▶ **Written exercise A**
Rewrite the paragraph of the climate hotspots excerpt that begins "Parts of Sudan and Ethiopia" as a short list, keeping its main facts.

## Begin Selected extract

Parts of Sudan and Ethiopia, the Central African nations surrounding Lake Victoria and the continent's southwest, including parts of South Africa, Mozambique and Zimbabwe are considered climate change overlap hotspots Müller and his team report.
"These regions are the ones in sub-Saharan Africa where, by the end of the century, a combination of high likelihood and possibly severe climate change impacts hits territories with relatively high population and high poverty rates," the authors said in a statement.
"We tried to identify the places where climate change really hurts most," Müller said, adding that large countries like Nigeria and the tropical forests of the Congo region are likely to be much less affected.
The study authors said that while most climate change impact work in Africa as focused on one type of problem, this new research combines multiple climate and ecosystem stress points.
"It's all about risks," said Hermann Lotze-Campen, co-chair of PIK's Climate Impacts and Vulnerability research domain. "We have to live with uncertainties: we don't have perfect data about future impacts of climate change, but computer simulations can help to understand likelihoods and possible impacts. Climate change clearly threatens people's livelihoods and thus cannot be ignored. Based on likelihoods and values at stake, we have to make decisions now - as we always do when we're building a dike or for instance pass regulations on flight safety."
This study provides the people on the ground with information they can hopefully use to then decide what to do," Lotze-Campen said. "A continental scenario analysis like this one can never be a blueprint for adaptation, as it of course lacks the local expertise. Yet it can help to decide where to best put the limited resources in the countries most affected by climate change."

## End Selected extract
## Begin Exercise data

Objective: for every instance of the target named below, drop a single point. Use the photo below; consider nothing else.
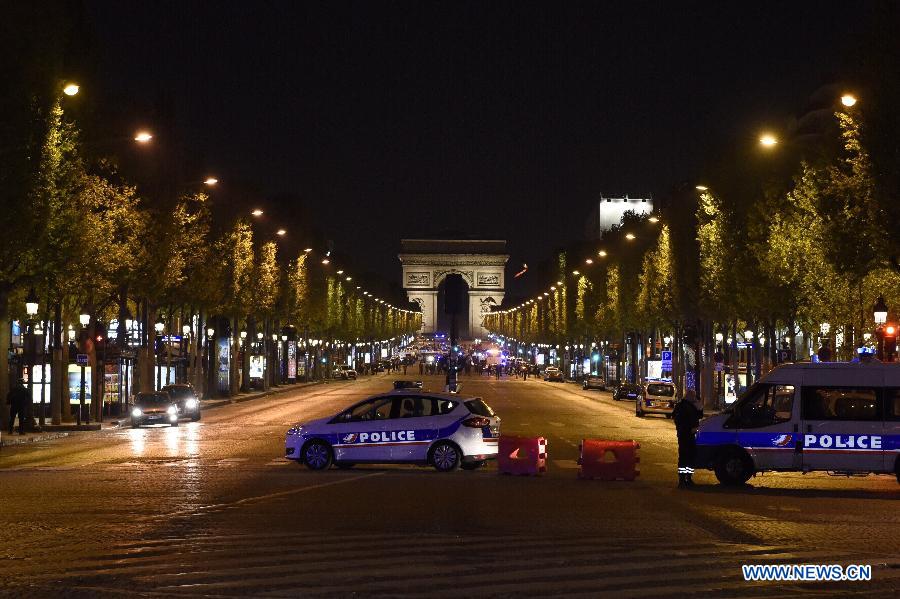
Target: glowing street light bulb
(768, 140)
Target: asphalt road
(212, 509)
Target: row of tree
(798, 265)
(84, 240)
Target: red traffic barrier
(609, 460)
(522, 455)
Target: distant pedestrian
(687, 414)
(17, 398)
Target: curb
(7, 442)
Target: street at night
(212, 509)
(461, 298)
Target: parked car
(186, 399)
(658, 398)
(552, 373)
(628, 391)
(154, 408)
(344, 372)
(594, 381)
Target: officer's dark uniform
(687, 419)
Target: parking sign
(667, 360)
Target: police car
(841, 418)
(444, 430)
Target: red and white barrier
(609, 460)
(522, 455)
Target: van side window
(892, 404)
(841, 403)
(768, 405)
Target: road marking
(229, 504)
(565, 464)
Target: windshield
(666, 390)
(479, 408)
(147, 399)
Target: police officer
(687, 414)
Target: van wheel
(734, 468)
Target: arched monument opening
(444, 303)
(479, 262)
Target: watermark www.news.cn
(806, 572)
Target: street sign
(667, 360)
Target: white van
(836, 417)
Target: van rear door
(842, 424)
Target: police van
(444, 430)
(842, 418)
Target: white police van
(838, 417)
(406, 426)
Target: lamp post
(31, 309)
(84, 319)
(880, 310)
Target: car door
(358, 431)
(413, 428)
(843, 427)
(765, 422)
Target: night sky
(385, 120)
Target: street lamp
(767, 140)
(31, 304)
(880, 310)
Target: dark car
(628, 391)
(407, 384)
(594, 381)
(186, 399)
(154, 408)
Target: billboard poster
(292, 359)
(74, 373)
(223, 362)
(257, 366)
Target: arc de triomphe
(427, 262)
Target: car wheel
(734, 468)
(473, 465)
(445, 457)
(317, 455)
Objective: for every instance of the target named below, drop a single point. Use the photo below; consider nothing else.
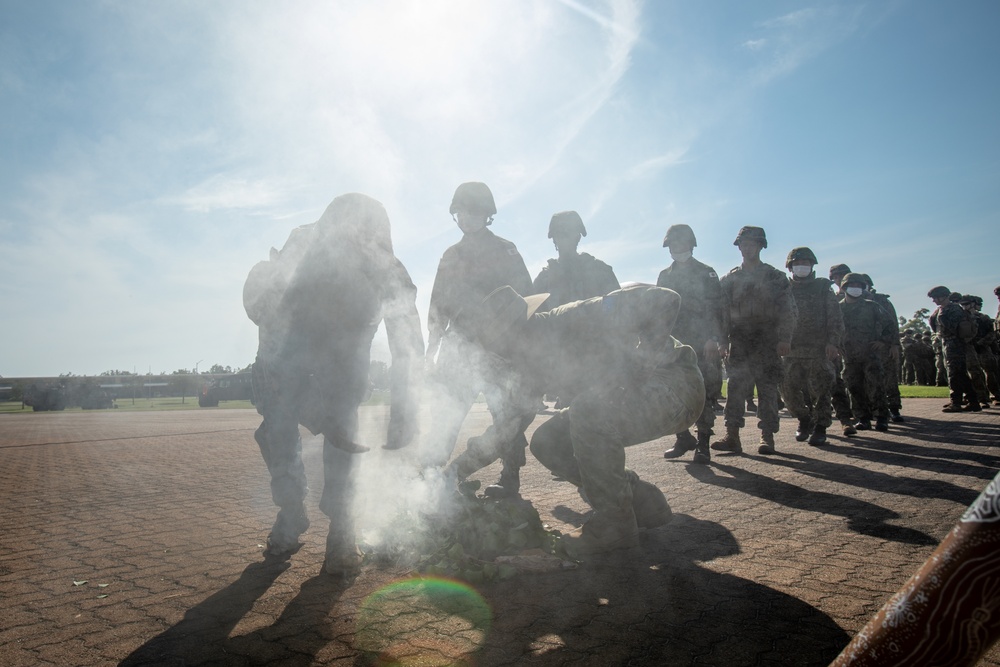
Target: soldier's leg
(797, 395)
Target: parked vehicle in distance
(235, 387)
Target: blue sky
(153, 152)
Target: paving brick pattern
(136, 539)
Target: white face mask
(801, 271)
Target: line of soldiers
(626, 365)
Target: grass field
(377, 398)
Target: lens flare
(423, 621)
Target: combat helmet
(474, 196)
(800, 253)
(566, 222)
(751, 234)
(681, 234)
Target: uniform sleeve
(787, 312)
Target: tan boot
(731, 441)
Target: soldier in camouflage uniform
(977, 373)
(986, 349)
(758, 320)
(629, 381)
(869, 336)
(573, 276)
(839, 396)
(909, 370)
(699, 325)
(892, 365)
(316, 360)
(809, 370)
(468, 272)
(946, 322)
(925, 358)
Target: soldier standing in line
(840, 398)
(925, 357)
(946, 321)
(892, 365)
(317, 361)
(573, 276)
(870, 339)
(986, 349)
(468, 271)
(629, 381)
(908, 343)
(758, 321)
(699, 324)
(977, 373)
(819, 327)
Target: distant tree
(918, 322)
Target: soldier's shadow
(657, 605)
(203, 635)
(863, 517)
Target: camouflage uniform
(318, 359)
(809, 373)
(699, 321)
(468, 272)
(946, 321)
(866, 324)
(629, 382)
(925, 357)
(758, 313)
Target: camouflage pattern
(573, 279)
(808, 373)
(698, 322)
(314, 359)
(468, 272)
(946, 321)
(868, 333)
(758, 312)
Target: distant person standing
(699, 324)
(946, 322)
(869, 340)
(758, 322)
(809, 370)
(574, 275)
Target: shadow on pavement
(656, 605)
(202, 636)
(862, 517)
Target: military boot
(731, 441)
(702, 454)
(766, 443)
(649, 505)
(685, 442)
(802, 433)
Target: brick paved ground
(768, 561)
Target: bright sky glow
(153, 152)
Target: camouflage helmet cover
(680, 234)
(473, 196)
(567, 222)
(801, 253)
(853, 278)
(749, 233)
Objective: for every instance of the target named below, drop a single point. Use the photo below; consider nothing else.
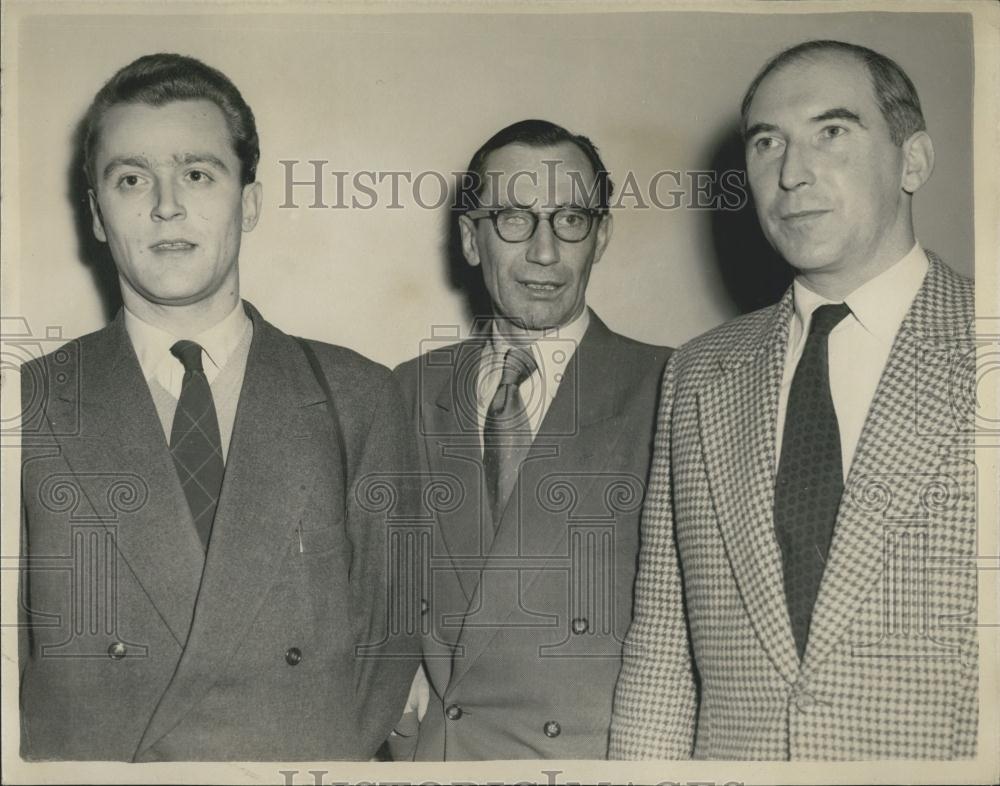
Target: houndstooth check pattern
(890, 669)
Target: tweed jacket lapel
(121, 432)
(893, 443)
(738, 420)
(580, 418)
(274, 454)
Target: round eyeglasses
(515, 225)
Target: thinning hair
(894, 92)
(161, 78)
(533, 133)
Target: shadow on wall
(753, 274)
(462, 277)
(94, 254)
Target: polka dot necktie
(810, 478)
(506, 430)
(194, 441)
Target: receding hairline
(815, 56)
(101, 119)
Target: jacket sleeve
(383, 494)
(655, 699)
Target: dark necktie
(194, 441)
(810, 479)
(506, 430)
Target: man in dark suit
(813, 496)
(200, 579)
(540, 425)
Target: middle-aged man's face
(169, 202)
(826, 177)
(540, 282)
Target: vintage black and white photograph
(491, 392)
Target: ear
(470, 240)
(252, 196)
(918, 161)
(95, 212)
(604, 231)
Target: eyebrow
(839, 113)
(137, 161)
(186, 160)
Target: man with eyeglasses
(537, 432)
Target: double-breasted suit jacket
(524, 621)
(890, 668)
(139, 646)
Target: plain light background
(420, 92)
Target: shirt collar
(152, 344)
(554, 349)
(878, 305)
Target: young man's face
(169, 202)
(825, 173)
(540, 282)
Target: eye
(766, 144)
(514, 218)
(128, 182)
(570, 218)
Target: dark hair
(534, 133)
(161, 78)
(894, 92)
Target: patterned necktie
(506, 430)
(810, 479)
(194, 441)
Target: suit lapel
(892, 458)
(121, 432)
(275, 453)
(738, 417)
(454, 449)
(580, 417)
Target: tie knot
(189, 354)
(826, 318)
(518, 365)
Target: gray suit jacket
(890, 668)
(130, 651)
(523, 630)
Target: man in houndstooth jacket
(721, 661)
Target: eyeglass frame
(482, 212)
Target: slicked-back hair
(161, 78)
(533, 133)
(894, 92)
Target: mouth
(542, 287)
(803, 215)
(166, 246)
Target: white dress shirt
(858, 347)
(226, 346)
(552, 353)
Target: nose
(796, 167)
(543, 249)
(167, 205)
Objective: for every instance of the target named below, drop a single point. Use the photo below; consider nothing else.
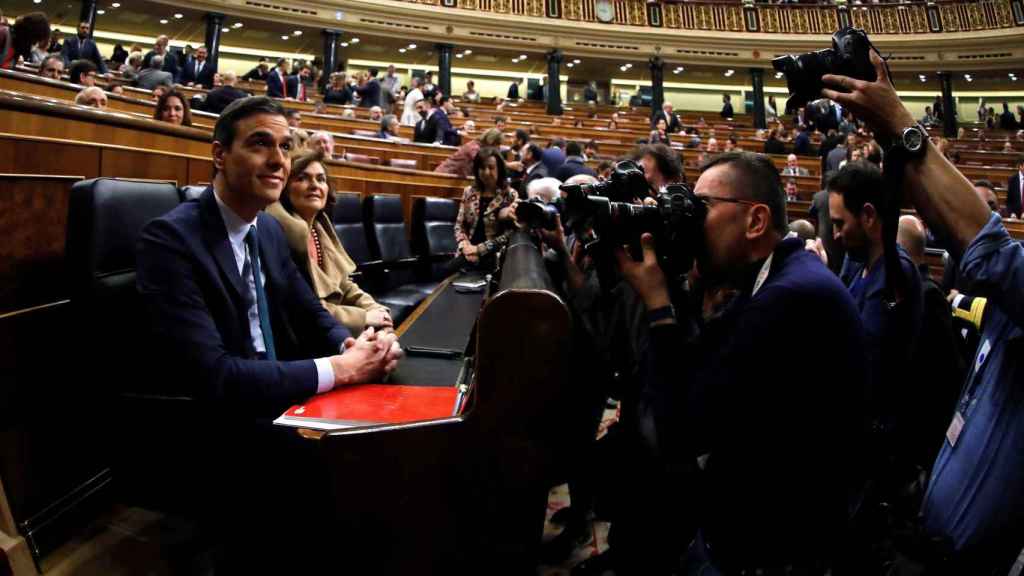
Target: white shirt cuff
(325, 375)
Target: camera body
(606, 215)
(537, 214)
(849, 55)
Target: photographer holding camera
(772, 455)
(975, 499)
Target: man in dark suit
(514, 89)
(275, 81)
(218, 98)
(726, 107)
(83, 47)
(573, 164)
(534, 168)
(443, 131)
(425, 130)
(230, 313)
(259, 73)
(1015, 191)
(170, 58)
(369, 89)
(672, 122)
(199, 72)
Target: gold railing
(919, 17)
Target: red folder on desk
(372, 404)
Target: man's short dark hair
(78, 68)
(480, 159)
(763, 182)
(859, 183)
(666, 159)
(29, 31)
(983, 182)
(535, 151)
(42, 65)
(224, 129)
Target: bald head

## End Exercise data

▶ **Written exercise B**
Pull out every line of the records that contains the string "light". Case counts.

▶ **Task answer A**
Müller and his team report these areas as climate change overlap hotspots:
- Parts of Sudan and Ethiopia
- The Central African nations around Lake Victoria
- The continent's southwest, including parts of South Africa, Mozambique and Zimbabwe

▶ **Task answer B**
Target: glowing street light bulb
Target: plain light background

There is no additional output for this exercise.